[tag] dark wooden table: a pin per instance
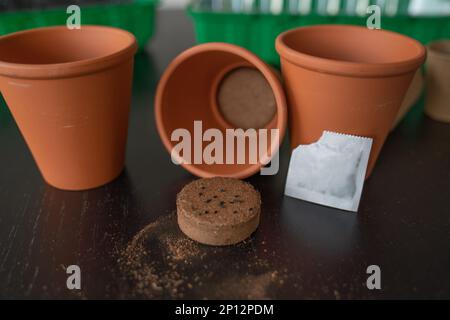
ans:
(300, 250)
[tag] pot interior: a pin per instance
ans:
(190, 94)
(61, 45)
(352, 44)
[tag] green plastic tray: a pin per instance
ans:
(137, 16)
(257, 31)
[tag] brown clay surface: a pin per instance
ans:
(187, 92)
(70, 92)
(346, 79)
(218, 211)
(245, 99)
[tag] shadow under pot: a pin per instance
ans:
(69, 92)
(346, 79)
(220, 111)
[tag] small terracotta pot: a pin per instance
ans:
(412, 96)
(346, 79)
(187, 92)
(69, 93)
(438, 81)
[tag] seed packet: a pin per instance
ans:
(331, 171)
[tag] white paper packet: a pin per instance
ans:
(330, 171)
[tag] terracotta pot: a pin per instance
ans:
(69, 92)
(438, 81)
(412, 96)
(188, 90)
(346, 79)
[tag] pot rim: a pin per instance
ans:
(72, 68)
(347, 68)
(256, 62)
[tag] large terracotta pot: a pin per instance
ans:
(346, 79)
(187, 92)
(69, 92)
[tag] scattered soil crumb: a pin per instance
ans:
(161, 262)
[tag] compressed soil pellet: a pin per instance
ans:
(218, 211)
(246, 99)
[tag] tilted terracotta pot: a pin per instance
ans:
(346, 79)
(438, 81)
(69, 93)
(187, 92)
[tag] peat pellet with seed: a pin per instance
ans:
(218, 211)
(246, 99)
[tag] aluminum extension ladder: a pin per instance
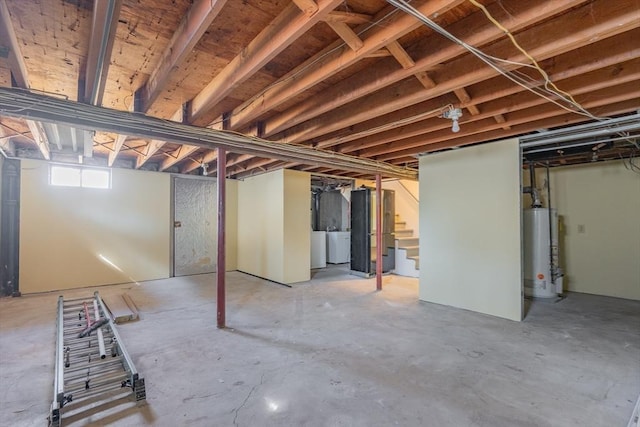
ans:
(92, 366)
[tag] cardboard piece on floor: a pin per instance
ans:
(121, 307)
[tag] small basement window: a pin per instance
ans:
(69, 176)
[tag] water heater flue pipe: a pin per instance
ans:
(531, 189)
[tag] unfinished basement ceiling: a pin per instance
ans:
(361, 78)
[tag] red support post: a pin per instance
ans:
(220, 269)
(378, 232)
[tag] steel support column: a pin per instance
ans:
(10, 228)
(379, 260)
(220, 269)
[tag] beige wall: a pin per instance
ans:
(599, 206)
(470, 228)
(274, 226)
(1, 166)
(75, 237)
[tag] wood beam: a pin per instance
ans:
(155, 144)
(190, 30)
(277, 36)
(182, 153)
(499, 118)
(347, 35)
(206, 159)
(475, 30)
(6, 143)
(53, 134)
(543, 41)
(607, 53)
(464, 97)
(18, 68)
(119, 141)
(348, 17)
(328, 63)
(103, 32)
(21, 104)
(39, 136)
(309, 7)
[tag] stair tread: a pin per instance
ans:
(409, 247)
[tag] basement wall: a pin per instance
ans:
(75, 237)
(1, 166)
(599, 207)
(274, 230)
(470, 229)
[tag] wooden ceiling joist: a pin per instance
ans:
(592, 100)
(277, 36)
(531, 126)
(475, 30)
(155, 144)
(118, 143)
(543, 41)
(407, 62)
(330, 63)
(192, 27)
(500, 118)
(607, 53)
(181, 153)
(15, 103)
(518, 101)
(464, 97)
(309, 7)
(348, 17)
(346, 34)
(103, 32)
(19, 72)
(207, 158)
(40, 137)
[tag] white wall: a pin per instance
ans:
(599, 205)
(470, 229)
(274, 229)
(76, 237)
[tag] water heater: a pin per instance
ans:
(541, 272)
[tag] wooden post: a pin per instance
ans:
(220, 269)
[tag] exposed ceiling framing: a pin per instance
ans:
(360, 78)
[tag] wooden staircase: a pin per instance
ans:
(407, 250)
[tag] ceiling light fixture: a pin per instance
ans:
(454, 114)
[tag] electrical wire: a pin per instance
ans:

******************************

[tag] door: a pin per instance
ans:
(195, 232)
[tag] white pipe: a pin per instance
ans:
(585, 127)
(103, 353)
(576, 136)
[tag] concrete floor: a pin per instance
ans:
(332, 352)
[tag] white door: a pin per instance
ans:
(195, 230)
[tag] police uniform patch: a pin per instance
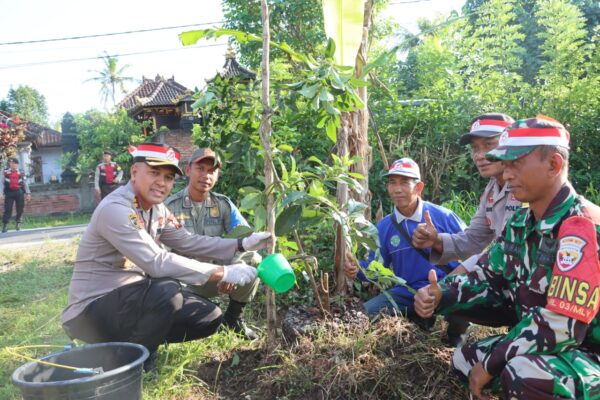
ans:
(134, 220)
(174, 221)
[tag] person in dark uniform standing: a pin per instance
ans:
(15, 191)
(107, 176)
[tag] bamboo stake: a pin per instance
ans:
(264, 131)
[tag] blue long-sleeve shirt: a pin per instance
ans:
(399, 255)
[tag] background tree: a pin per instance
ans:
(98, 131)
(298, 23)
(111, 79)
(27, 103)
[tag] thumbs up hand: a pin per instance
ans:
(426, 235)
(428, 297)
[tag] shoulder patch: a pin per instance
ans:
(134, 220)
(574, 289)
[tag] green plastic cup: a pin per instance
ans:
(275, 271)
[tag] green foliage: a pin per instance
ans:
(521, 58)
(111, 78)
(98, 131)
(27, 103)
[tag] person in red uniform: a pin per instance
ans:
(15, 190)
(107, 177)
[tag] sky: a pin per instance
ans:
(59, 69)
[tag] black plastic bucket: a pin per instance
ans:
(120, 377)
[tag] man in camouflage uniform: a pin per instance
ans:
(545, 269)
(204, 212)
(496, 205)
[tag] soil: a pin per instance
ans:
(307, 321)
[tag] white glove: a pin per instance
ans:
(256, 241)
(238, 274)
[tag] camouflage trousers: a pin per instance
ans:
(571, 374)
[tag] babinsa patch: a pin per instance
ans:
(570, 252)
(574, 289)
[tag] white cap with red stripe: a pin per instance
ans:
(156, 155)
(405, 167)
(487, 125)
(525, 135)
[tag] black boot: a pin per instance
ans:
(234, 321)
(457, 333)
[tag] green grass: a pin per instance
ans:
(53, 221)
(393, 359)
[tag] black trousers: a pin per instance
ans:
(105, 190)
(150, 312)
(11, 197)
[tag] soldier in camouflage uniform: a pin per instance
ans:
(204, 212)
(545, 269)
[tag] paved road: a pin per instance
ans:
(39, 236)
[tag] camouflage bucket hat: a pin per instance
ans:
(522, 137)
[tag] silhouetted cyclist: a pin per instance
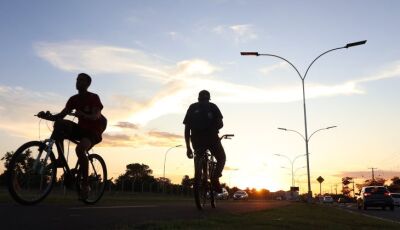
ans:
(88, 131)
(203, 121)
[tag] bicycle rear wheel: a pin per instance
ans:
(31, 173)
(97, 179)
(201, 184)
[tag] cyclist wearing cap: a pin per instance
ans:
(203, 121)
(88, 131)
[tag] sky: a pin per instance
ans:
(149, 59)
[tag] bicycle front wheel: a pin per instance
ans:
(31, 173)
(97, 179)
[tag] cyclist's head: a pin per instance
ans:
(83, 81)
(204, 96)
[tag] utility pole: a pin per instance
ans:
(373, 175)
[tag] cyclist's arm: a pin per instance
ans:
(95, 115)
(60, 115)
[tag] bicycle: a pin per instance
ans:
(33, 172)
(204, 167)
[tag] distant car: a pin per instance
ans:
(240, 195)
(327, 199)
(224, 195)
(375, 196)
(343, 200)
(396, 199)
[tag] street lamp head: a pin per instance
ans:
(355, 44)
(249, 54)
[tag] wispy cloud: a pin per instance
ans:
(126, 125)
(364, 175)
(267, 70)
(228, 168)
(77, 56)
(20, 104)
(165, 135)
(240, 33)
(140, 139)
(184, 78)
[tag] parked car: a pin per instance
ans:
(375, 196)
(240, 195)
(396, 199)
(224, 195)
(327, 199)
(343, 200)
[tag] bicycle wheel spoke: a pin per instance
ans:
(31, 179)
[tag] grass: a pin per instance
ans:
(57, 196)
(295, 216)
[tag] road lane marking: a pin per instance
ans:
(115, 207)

******************************

→ Problem: Pull out all lines containing the word "bicycle" from the entries above.

→ Solution below:
[tag] bicycle rear wheel: a pin per instance
[tag] bicycle front wheel: a pin per instance
[tag] bicycle: a pin per instance
[tag] bicycle wheel spoke: a pin per instance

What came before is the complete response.